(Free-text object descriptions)
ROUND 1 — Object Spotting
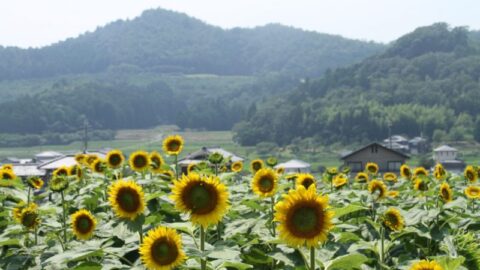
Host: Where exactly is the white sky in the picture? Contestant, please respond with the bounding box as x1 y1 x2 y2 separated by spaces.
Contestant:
1 0 479 48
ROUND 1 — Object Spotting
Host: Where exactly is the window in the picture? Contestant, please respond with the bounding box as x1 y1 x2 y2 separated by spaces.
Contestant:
387 161 402 171
370 145 378 153
347 162 362 171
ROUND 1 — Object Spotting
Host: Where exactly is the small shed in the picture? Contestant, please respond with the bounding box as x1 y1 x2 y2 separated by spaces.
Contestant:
341 142 409 173
433 145 465 172
275 159 311 173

What you need to do » Give back the records above exactly, with no pictures.

Written response »
ROUND 1 — Object Spotting
Host: Where exactly is the white sky in the picture? Contestant, please respond with the bounding box as x1 y1 x2 y2 separated by spaces.
Contestant:
1 0 479 48
ROUND 1 — Object Spotting
Host: Where exactly is the window in the picture? Contestant, please respond with the bounding box as x1 y1 x2 y2 separated by spaces.
Contestant:
387 161 402 171
370 145 378 153
347 162 362 171
ROUND 1 — Object Spotting
Host: Where exactly is the small shed in the picture? Contestant, please respond with the bounding box as x1 y1 x2 y2 separated by spaces.
Contestant:
341 142 409 173
433 145 465 172
275 159 311 173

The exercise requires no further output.